Source passage:

Girón later joined the Biblioteca Nacional de España (the national library of Spain). She was placed at the head of its bibliographic processing department and helped launch its SABINA programme to digitise the collection. On 24 May 1990 she was appointed the first woman director of the library. She remained in post until 9 January 1992. Girón presided over the reformation of the library as an independent organisation from the ministry. She developed the state interlibrary loan system and created the Biblioteca Nacional de Préstamo (national lending library). Other initiatives included organising legal deposit collections for the Spanish autonomous communities, transferring the national library's fine art collection to microfilm and beginning the transfer of pre-20th-century newspapers to microfilm.

Tasks:
1) List the "other initiatives" named in the last sentence of the passage about Girón.
2) Carry on the passage about Girón from its final sentence.

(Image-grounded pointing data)
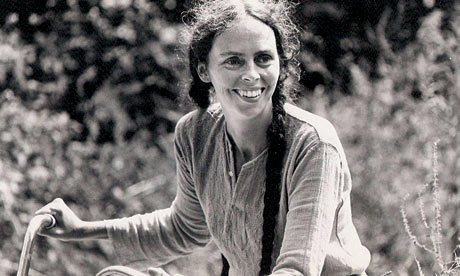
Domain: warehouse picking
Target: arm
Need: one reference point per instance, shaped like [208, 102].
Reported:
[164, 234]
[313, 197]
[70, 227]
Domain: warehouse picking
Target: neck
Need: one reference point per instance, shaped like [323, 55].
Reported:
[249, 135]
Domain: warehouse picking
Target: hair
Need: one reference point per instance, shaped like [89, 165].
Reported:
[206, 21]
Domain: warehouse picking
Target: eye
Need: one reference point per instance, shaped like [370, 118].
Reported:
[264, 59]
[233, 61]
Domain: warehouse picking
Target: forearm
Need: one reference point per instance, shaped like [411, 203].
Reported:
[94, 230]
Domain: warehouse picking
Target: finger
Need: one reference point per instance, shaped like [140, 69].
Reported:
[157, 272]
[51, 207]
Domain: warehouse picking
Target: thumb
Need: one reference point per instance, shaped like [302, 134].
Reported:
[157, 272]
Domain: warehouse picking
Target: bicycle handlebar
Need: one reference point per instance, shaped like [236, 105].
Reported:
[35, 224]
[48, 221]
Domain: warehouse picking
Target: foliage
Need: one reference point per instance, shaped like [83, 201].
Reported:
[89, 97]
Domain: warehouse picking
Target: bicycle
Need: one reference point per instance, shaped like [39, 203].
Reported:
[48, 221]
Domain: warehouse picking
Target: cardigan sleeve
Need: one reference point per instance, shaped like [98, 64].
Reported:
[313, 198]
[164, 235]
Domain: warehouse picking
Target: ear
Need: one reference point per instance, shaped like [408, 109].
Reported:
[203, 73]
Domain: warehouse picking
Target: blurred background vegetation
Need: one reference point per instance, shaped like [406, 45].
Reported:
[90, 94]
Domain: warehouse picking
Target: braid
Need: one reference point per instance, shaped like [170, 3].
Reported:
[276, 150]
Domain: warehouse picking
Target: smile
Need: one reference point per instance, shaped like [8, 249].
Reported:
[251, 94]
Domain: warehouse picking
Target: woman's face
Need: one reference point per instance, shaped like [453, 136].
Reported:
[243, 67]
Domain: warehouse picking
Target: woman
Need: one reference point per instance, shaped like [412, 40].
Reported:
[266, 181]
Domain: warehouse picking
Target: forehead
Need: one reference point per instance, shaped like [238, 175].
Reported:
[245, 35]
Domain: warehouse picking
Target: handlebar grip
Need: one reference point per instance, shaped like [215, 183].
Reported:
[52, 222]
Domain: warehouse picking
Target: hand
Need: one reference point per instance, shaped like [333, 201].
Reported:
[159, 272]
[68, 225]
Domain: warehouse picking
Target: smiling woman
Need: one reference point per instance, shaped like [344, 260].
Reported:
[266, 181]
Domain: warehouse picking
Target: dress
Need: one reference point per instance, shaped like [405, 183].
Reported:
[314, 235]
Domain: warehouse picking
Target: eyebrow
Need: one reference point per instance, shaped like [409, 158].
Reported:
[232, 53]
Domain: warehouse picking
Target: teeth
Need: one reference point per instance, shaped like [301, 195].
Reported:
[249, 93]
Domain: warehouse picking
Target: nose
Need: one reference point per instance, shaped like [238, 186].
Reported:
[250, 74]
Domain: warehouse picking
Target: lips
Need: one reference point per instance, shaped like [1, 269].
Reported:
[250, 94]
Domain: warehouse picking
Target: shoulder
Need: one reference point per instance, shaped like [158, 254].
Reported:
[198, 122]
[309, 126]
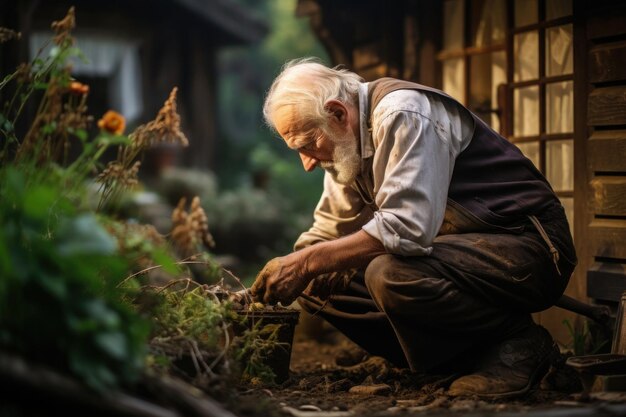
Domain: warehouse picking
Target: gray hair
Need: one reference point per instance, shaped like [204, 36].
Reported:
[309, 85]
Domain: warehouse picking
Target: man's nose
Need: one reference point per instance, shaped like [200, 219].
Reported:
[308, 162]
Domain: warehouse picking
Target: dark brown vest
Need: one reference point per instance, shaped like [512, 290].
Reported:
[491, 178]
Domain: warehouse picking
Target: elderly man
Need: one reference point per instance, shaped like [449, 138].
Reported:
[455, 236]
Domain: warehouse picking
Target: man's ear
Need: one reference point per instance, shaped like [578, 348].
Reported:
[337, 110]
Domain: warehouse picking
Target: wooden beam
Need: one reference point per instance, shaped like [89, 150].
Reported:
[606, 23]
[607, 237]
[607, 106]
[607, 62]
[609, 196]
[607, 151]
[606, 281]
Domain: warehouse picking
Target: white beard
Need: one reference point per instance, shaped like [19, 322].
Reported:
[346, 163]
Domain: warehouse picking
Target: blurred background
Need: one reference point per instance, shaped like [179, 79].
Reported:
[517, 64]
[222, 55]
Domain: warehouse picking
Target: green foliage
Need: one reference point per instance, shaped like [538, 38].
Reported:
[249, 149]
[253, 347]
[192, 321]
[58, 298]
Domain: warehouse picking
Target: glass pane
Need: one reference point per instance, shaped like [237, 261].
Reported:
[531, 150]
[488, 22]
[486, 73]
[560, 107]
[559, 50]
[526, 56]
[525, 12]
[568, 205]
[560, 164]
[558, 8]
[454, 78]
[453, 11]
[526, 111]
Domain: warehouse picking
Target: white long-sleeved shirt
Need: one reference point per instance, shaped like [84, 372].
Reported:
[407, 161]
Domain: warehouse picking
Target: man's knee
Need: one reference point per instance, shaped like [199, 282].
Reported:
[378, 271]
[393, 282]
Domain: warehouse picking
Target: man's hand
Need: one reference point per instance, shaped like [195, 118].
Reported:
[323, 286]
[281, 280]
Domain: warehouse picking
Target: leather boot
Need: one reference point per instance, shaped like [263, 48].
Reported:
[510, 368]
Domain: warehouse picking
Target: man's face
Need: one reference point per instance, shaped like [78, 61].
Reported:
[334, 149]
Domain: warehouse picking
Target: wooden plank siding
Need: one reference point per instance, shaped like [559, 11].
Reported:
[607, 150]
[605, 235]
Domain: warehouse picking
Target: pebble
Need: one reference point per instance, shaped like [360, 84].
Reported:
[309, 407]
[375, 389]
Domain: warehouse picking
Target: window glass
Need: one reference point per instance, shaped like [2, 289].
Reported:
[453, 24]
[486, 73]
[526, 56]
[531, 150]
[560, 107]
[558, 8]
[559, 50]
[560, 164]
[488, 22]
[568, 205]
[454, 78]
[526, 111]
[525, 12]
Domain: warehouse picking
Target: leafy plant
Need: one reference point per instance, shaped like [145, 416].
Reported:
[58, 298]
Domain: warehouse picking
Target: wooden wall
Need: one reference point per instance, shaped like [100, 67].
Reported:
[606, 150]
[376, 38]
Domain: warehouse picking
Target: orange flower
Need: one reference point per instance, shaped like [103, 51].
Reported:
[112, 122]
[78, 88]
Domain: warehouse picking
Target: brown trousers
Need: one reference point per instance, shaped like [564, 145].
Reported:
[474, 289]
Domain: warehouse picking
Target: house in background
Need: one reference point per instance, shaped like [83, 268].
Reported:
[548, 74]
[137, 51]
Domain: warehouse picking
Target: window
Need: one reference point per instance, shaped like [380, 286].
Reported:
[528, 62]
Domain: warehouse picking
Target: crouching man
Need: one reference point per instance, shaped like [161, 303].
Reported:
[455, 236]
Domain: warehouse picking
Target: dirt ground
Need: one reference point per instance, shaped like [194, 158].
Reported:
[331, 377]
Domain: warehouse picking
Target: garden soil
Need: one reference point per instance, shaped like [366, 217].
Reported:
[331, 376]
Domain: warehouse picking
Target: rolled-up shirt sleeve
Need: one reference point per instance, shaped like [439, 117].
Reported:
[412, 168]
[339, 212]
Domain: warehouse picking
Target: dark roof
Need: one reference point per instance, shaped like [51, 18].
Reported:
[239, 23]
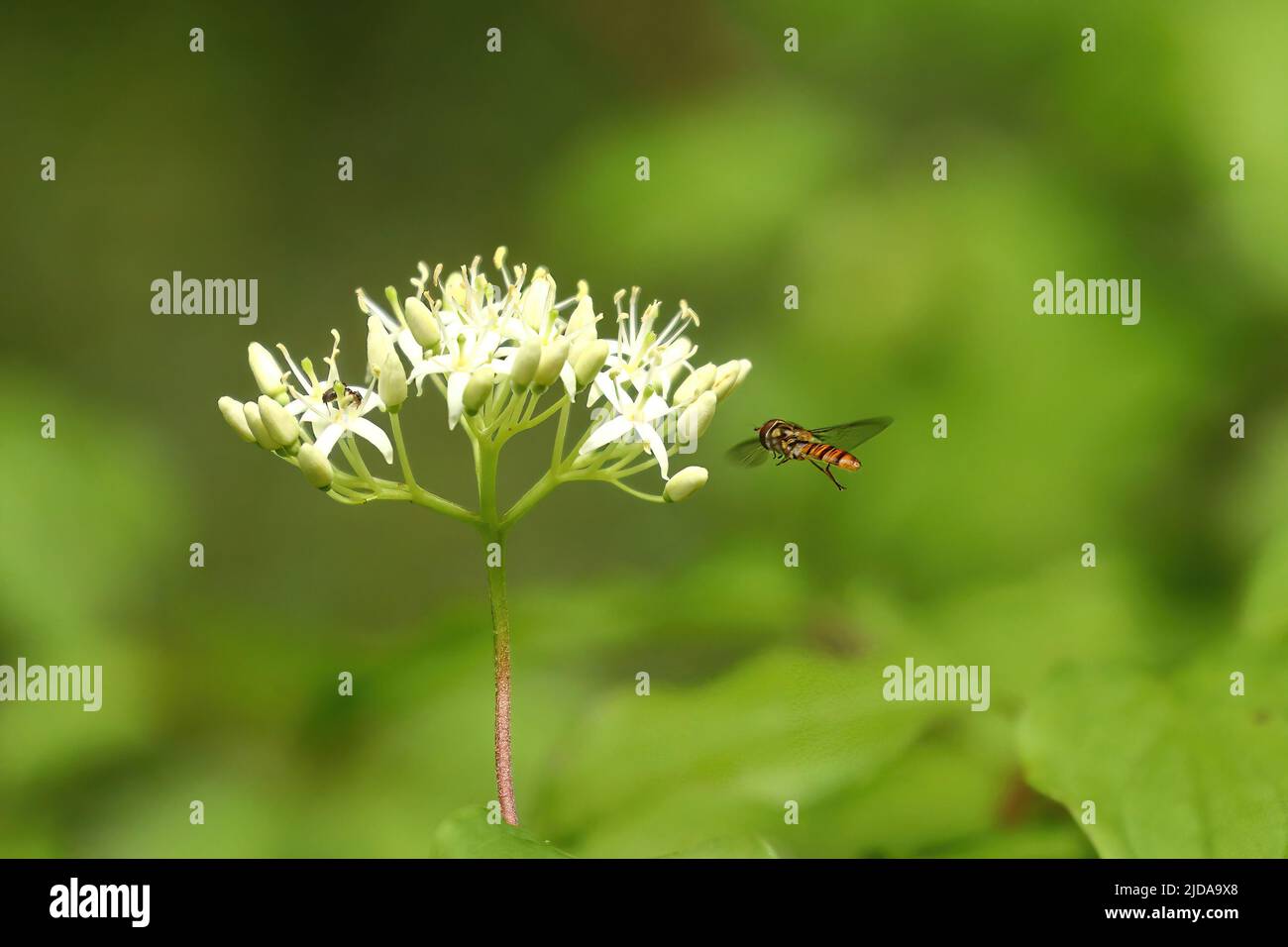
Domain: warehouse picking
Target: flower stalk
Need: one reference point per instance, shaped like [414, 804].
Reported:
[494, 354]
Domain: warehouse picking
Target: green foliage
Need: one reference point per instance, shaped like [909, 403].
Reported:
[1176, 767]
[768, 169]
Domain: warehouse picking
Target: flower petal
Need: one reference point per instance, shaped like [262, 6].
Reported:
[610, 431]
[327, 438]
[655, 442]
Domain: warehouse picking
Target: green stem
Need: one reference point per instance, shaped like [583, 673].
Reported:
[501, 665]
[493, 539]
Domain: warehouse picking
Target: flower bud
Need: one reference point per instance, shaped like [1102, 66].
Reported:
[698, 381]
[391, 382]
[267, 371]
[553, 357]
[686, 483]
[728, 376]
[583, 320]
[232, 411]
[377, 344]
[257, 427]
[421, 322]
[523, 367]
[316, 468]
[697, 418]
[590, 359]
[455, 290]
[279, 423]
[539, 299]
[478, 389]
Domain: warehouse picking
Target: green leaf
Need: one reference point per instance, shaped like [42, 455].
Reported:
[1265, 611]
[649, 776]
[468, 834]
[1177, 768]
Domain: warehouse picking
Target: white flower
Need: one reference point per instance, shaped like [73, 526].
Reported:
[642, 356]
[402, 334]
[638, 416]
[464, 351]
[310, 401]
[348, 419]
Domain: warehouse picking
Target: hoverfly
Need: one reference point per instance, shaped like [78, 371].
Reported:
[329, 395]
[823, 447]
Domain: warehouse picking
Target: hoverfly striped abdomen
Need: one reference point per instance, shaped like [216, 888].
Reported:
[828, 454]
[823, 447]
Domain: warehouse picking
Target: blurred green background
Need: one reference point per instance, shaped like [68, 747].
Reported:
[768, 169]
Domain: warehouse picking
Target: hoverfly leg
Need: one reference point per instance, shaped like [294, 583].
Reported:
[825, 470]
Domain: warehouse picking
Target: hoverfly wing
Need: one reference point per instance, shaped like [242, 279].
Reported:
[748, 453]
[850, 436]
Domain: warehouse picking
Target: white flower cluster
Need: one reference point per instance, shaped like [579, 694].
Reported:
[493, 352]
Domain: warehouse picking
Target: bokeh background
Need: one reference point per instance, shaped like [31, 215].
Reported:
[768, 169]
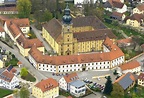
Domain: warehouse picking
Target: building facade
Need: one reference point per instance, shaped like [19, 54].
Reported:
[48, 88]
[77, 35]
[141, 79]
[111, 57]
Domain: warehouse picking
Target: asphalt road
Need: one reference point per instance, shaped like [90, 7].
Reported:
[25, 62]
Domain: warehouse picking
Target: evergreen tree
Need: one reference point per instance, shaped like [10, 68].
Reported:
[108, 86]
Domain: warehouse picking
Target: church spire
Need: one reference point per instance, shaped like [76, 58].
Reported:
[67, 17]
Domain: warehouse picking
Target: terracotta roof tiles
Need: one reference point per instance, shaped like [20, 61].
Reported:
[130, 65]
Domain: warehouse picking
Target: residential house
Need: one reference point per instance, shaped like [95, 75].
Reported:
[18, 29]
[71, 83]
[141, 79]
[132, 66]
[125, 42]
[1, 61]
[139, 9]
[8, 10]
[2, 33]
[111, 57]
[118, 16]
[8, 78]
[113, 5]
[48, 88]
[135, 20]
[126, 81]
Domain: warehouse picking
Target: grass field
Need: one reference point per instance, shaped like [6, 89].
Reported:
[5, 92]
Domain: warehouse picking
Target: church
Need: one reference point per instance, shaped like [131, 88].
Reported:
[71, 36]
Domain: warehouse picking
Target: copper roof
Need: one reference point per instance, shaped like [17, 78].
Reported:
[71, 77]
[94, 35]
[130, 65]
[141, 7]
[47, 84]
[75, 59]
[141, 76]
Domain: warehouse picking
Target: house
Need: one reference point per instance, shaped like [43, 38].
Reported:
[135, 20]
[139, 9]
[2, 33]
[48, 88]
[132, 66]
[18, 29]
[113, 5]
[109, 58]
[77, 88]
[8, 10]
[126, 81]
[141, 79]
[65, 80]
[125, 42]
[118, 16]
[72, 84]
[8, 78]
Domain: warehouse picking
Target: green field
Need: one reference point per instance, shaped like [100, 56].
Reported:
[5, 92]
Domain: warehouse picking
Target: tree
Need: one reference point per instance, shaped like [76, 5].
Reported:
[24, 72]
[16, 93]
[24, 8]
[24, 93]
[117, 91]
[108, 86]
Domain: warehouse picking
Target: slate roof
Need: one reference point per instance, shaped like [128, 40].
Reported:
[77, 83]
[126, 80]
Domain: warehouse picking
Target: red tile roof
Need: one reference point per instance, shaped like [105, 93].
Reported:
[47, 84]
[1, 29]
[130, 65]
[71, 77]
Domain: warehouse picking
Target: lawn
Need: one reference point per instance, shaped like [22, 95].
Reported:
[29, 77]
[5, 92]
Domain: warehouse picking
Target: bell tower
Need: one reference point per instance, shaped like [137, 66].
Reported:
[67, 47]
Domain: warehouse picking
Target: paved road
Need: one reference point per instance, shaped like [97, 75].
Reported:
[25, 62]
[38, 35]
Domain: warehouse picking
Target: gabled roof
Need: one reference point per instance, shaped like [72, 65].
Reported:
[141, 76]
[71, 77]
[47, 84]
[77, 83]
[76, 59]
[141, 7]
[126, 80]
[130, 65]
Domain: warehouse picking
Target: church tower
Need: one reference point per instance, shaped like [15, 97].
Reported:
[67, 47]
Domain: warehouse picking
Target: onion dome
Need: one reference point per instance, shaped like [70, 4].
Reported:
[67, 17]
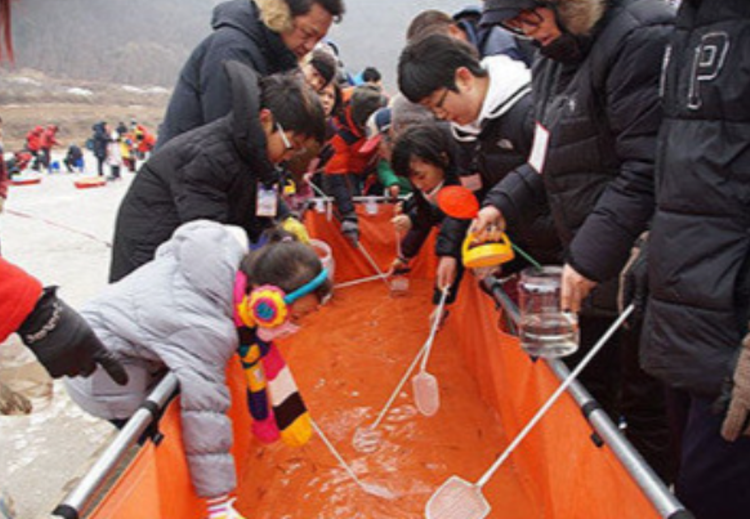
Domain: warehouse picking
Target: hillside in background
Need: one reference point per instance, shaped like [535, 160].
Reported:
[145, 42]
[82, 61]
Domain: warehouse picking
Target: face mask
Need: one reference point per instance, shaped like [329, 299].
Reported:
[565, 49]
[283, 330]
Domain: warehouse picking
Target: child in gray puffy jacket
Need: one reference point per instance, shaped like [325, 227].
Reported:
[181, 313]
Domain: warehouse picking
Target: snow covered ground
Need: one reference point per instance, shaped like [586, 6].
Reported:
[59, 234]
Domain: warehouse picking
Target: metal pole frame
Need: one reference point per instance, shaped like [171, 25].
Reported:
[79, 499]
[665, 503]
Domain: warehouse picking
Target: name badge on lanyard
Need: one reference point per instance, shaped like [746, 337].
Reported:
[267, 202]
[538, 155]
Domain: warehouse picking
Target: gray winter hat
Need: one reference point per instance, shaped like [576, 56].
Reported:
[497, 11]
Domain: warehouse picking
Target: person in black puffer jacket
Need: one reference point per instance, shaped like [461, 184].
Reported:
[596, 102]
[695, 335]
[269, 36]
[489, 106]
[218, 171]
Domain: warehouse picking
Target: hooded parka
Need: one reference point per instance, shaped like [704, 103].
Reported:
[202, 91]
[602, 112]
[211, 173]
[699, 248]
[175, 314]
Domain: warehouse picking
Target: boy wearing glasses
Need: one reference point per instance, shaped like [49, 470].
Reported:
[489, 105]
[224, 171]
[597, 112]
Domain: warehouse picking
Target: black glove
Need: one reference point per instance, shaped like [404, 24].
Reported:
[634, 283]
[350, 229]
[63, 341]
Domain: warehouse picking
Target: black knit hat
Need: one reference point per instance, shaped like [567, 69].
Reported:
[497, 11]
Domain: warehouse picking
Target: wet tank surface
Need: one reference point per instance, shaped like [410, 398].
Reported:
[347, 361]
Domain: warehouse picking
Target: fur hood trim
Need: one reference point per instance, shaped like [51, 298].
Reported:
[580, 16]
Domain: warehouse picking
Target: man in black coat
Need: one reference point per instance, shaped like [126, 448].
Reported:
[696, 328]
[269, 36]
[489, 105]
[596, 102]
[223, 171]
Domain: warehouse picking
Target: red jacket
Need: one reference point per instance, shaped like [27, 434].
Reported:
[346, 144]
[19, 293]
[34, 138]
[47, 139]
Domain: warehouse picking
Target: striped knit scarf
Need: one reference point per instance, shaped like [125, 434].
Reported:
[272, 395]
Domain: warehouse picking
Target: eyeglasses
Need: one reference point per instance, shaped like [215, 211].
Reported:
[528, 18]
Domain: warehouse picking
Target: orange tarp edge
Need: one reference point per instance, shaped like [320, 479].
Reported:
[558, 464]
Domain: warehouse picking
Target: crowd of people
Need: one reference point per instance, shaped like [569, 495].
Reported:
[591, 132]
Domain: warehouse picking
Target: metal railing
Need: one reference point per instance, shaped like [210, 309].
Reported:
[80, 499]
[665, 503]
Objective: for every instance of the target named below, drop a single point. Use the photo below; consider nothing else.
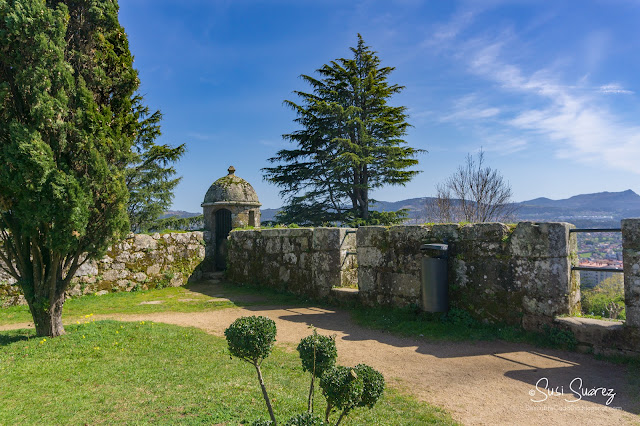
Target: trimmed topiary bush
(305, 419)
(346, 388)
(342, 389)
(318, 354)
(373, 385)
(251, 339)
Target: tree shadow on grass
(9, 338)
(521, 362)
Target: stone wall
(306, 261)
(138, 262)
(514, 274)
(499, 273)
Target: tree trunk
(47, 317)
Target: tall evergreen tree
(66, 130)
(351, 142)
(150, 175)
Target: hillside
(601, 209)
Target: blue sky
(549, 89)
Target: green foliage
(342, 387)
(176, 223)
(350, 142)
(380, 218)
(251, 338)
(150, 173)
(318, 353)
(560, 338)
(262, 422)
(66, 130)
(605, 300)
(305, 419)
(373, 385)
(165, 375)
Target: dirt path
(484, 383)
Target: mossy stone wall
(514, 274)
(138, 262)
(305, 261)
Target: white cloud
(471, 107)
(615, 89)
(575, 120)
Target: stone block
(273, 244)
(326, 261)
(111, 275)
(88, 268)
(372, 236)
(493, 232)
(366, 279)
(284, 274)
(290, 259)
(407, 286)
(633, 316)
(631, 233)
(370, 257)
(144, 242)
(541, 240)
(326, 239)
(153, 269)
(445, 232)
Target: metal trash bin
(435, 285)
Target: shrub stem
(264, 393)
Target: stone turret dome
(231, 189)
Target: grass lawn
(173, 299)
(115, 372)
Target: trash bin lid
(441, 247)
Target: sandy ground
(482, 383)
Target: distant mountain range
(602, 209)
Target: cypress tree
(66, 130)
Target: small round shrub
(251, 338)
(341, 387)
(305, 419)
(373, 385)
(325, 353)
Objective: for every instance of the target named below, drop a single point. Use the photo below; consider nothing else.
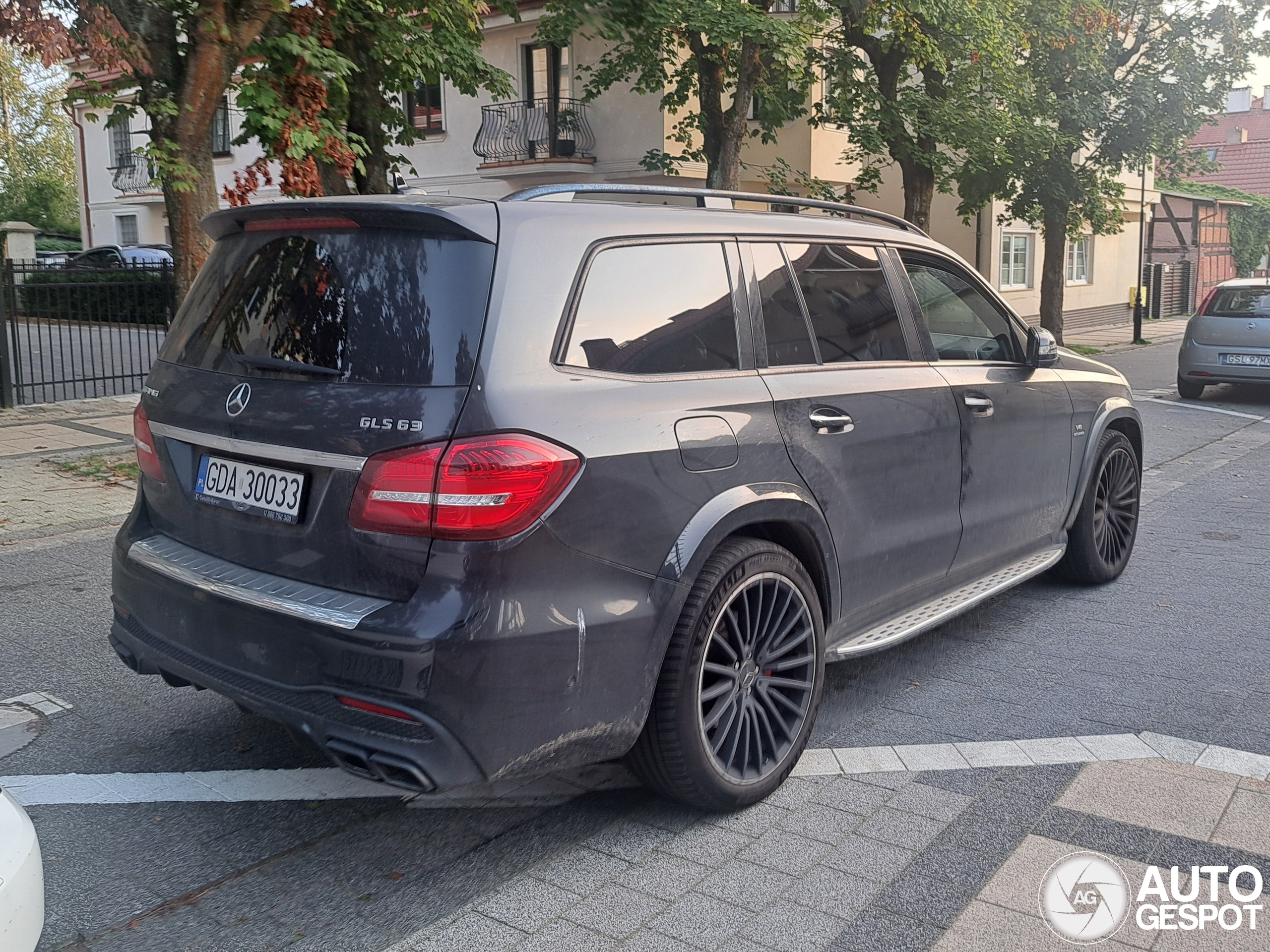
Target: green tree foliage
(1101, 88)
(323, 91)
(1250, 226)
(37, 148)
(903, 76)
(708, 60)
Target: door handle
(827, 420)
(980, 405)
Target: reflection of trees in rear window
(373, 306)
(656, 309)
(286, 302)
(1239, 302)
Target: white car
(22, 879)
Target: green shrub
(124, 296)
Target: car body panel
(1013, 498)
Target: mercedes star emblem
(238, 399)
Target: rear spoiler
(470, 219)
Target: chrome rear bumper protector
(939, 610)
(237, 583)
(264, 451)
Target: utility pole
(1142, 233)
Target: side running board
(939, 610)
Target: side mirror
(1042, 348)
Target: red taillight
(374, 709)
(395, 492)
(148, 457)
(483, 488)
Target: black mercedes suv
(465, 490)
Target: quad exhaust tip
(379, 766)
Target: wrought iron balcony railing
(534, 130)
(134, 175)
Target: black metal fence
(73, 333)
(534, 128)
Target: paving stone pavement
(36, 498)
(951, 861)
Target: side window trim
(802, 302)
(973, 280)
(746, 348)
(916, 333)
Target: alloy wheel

Expected results:
1)
- Organising legal deposit collections for the Spanish autonomous communities
- Transferring the national library's fine art collection to microfilm
- Beginning the transfer of pre-20th-century newspapers to microfilm

2)
== Later career ==
Girón became director of the Biblioteca Nacional de Préstamo and of the National Newspaper Library. She was appointed director of the libraries at the University of Las Palmas de Gran Canaria in 1995 and held this position until 2008. During this time she published numerous research papers and translations. Girón also chaired the Association of Friends of the Library of Alexandria, a UNESCO project with the government of Egypt, and sat on the information and documentation working group of the Spanish national commission for UNESCO. Girón died on 22 February 2020. In October 2021 the University of Las Palmas de Gran Canaria named their general reading room in her honour.